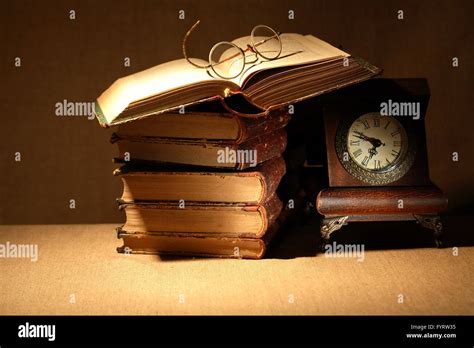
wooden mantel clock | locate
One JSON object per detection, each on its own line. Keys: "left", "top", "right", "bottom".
{"left": 317, "top": 78, "right": 448, "bottom": 248}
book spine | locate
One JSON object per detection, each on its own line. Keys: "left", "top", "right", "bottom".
{"left": 258, "top": 156, "right": 286, "bottom": 203}
{"left": 260, "top": 193, "right": 283, "bottom": 237}
{"left": 235, "top": 128, "right": 288, "bottom": 170}
{"left": 236, "top": 111, "right": 291, "bottom": 144}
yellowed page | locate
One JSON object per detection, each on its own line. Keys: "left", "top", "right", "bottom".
{"left": 301, "top": 34, "right": 348, "bottom": 57}
{"left": 97, "top": 58, "right": 216, "bottom": 124}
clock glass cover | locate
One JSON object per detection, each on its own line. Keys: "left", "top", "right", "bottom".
{"left": 336, "top": 112, "right": 416, "bottom": 185}
{"left": 347, "top": 112, "right": 407, "bottom": 172}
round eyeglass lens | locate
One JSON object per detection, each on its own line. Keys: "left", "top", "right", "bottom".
{"left": 251, "top": 25, "right": 282, "bottom": 60}
{"left": 209, "top": 42, "right": 245, "bottom": 79}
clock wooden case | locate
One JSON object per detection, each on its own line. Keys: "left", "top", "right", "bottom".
{"left": 317, "top": 78, "right": 448, "bottom": 247}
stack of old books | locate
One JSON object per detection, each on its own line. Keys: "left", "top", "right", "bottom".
{"left": 111, "top": 102, "right": 290, "bottom": 259}
{"left": 93, "top": 29, "right": 380, "bottom": 259}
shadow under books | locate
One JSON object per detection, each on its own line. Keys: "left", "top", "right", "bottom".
{"left": 155, "top": 214, "right": 474, "bottom": 261}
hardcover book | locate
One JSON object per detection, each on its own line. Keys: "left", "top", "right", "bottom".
{"left": 94, "top": 33, "right": 380, "bottom": 127}
{"left": 112, "top": 127, "right": 287, "bottom": 169}
{"left": 115, "top": 106, "right": 291, "bottom": 143}
{"left": 114, "top": 155, "right": 286, "bottom": 204}
{"left": 118, "top": 193, "right": 282, "bottom": 238}
{"left": 116, "top": 223, "right": 279, "bottom": 259}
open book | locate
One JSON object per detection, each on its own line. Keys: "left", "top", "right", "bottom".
{"left": 95, "top": 32, "right": 381, "bottom": 127}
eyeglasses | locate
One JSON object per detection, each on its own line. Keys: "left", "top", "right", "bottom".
{"left": 182, "top": 20, "right": 282, "bottom": 80}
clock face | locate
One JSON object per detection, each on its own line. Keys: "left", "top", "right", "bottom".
{"left": 336, "top": 112, "right": 416, "bottom": 185}
{"left": 347, "top": 113, "right": 408, "bottom": 172}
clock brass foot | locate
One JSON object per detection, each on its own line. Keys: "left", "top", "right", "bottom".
{"left": 414, "top": 214, "right": 444, "bottom": 248}
{"left": 320, "top": 216, "right": 349, "bottom": 250}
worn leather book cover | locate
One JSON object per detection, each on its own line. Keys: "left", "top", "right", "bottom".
{"left": 118, "top": 193, "right": 282, "bottom": 238}
{"left": 112, "top": 127, "right": 287, "bottom": 170}
{"left": 114, "top": 155, "right": 286, "bottom": 204}
{"left": 115, "top": 107, "right": 291, "bottom": 144}
{"left": 116, "top": 222, "right": 280, "bottom": 259}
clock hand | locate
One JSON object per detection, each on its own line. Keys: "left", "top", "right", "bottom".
{"left": 368, "top": 147, "right": 378, "bottom": 160}
{"left": 353, "top": 131, "right": 372, "bottom": 142}
{"left": 353, "top": 131, "right": 367, "bottom": 138}
{"left": 353, "top": 131, "right": 385, "bottom": 148}
{"left": 353, "top": 134, "right": 367, "bottom": 141}
{"left": 353, "top": 132, "right": 378, "bottom": 159}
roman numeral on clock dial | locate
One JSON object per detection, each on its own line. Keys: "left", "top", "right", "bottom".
{"left": 391, "top": 128, "right": 401, "bottom": 137}
{"left": 353, "top": 148, "right": 363, "bottom": 158}
{"left": 361, "top": 156, "right": 369, "bottom": 167}
{"left": 358, "top": 119, "right": 370, "bottom": 129}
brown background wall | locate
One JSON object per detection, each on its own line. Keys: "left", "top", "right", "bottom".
{"left": 1, "top": 0, "right": 473, "bottom": 224}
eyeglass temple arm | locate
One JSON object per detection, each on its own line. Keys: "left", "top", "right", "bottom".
{"left": 217, "top": 32, "right": 282, "bottom": 65}
{"left": 182, "top": 19, "right": 212, "bottom": 69}
{"left": 253, "top": 32, "right": 281, "bottom": 47}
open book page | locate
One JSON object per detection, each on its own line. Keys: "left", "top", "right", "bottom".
{"left": 227, "top": 33, "right": 349, "bottom": 86}
{"left": 97, "top": 58, "right": 224, "bottom": 124}
{"left": 95, "top": 31, "right": 376, "bottom": 126}
{"left": 301, "top": 34, "right": 348, "bottom": 58}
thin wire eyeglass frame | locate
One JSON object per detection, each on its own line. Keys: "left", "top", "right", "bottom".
{"left": 182, "top": 20, "right": 283, "bottom": 79}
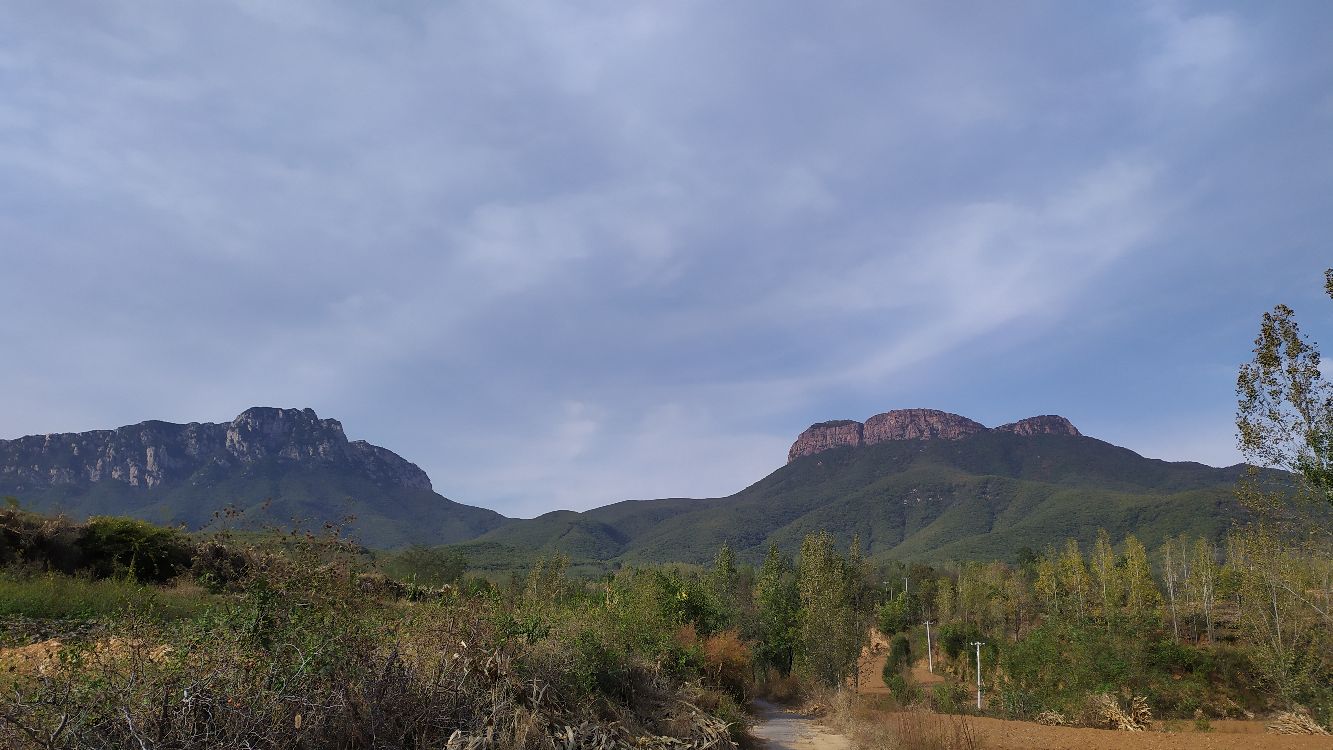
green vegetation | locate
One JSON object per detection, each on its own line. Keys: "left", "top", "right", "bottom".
{"left": 467, "top": 429, "right": 1251, "bottom": 571}
{"left": 1, "top": 503, "right": 887, "bottom": 748}
{"left": 3, "top": 461, "right": 505, "bottom": 550}
{"left": 0, "top": 574, "right": 210, "bottom": 623}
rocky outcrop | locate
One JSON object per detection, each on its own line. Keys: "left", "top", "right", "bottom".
{"left": 786, "top": 409, "right": 1081, "bottom": 463}
{"left": 864, "top": 409, "right": 986, "bottom": 443}
{"left": 787, "top": 420, "right": 865, "bottom": 462}
{"left": 0, "top": 407, "right": 431, "bottom": 492}
{"left": 996, "top": 415, "right": 1081, "bottom": 437}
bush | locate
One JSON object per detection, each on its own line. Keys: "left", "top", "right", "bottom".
{"left": 877, "top": 591, "right": 910, "bottom": 634}
{"left": 0, "top": 508, "right": 86, "bottom": 573}
{"left": 885, "top": 633, "right": 912, "bottom": 674}
{"left": 701, "top": 629, "right": 753, "bottom": 700}
{"left": 885, "top": 672, "right": 921, "bottom": 705}
{"left": 78, "top": 517, "right": 193, "bottom": 583}
{"left": 383, "top": 544, "right": 467, "bottom": 587}
{"left": 938, "top": 624, "right": 982, "bottom": 661}
{"left": 930, "top": 682, "right": 970, "bottom": 714}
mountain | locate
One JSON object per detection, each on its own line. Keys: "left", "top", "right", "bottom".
{"left": 0, "top": 406, "right": 1255, "bottom": 564}
{"left": 0, "top": 407, "right": 504, "bottom": 548}
{"left": 463, "top": 409, "right": 1251, "bottom": 568}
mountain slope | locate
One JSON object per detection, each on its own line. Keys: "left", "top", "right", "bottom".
{"left": 0, "top": 407, "right": 504, "bottom": 547}
{"left": 465, "top": 411, "right": 1251, "bottom": 567}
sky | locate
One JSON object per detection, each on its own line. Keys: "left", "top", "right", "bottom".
{"left": 2, "top": 1, "right": 1332, "bottom": 517}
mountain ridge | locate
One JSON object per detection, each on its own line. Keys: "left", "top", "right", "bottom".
{"left": 463, "top": 417, "right": 1250, "bottom": 569}
{"left": 0, "top": 406, "right": 1253, "bottom": 563}
{"left": 0, "top": 406, "right": 503, "bottom": 548}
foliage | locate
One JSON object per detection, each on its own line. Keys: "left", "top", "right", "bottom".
{"left": 383, "top": 543, "right": 468, "bottom": 587}
{"left": 877, "top": 591, "right": 910, "bottom": 634}
{"left": 0, "top": 522, "right": 748, "bottom": 750}
{"left": 750, "top": 543, "right": 798, "bottom": 676}
{"left": 0, "top": 572, "right": 211, "bottom": 622}
{"left": 1237, "top": 268, "right": 1333, "bottom": 510}
{"left": 77, "top": 517, "right": 194, "bottom": 583}
{"left": 885, "top": 633, "right": 912, "bottom": 675}
{"left": 794, "top": 532, "right": 861, "bottom": 687}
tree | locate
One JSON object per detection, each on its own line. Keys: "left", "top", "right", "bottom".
{"left": 1121, "top": 535, "right": 1162, "bottom": 622}
{"left": 794, "top": 531, "right": 860, "bottom": 686}
{"left": 1188, "top": 537, "right": 1220, "bottom": 643}
{"left": 752, "top": 543, "right": 798, "bottom": 675}
{"left": 1237, "top": 268, "right": 1333, "bottom": 513}
{"left": 1091, "top": 529, "right": 1122, "bottom": 630}
{"left": 709, "top": 541, "right": 739, "bottom": 626}
{"left": 1160, "top": 537, "right": 1184, "bottom": 642}
{"left": 1056, "top": 539, "right": 1092, "bottom": 621}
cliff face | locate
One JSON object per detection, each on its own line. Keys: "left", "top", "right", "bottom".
{"left": 786, "top": 409, "right": 1081, "bottom": 463}
{"left": 996, "top": 415, "right": 1081, "bottom": 437}
{"left": 0, "top": 407, "right": 431, "bottom": 493}
{"left": 863, "top": 409, "right": 986, "bottom": 443}
{"left": 787, "top": 420, "right": 865, "bottom": 461}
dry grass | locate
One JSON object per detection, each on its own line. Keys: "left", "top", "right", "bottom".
{"left": 1081, "top": 693, "right": 1153, "bottom": 731}
{"left": 1267, "top": 711, "right": 1330, "bottom": 735}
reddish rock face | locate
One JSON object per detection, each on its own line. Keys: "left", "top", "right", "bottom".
{"left": 863, "top": 409, "right": 986, "bottom": 444}
{"left": 785, "top": 409, "right": 1081, "bottom": 463}
{"left": 996, "top": 415, "right": 1081, "bottom": 437}
{"left": 787, "top": 420, "right": 864, "bottom": 462}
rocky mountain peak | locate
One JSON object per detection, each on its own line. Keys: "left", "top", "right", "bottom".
{"left": 787, "top": 409, "right": 1080, "bottom": 463}
{"left": 0, "top": 407, "right": 431, "bottom": 492}
{"left": 863, "top": 409, "right": 986, "bottom": 443}
{"left": 995, "top": 415, "right": 1081, "bottom": 437}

_Exercise brief_: An exact copy of the lines above, from the one containing "brown background wall | locate" down to the one containing "eyeglass temple arm | locate" and including both, is the whole answer; retype it and nothing else.

_Problem solution_:
brown background wall | locate
One JSON object per detection, each on its own line. Keys: "left", "top", "right", "bottom".
{"left": 1, "top": 0, "right": 473, "bottom": 224}
eyeglass temple arm | locate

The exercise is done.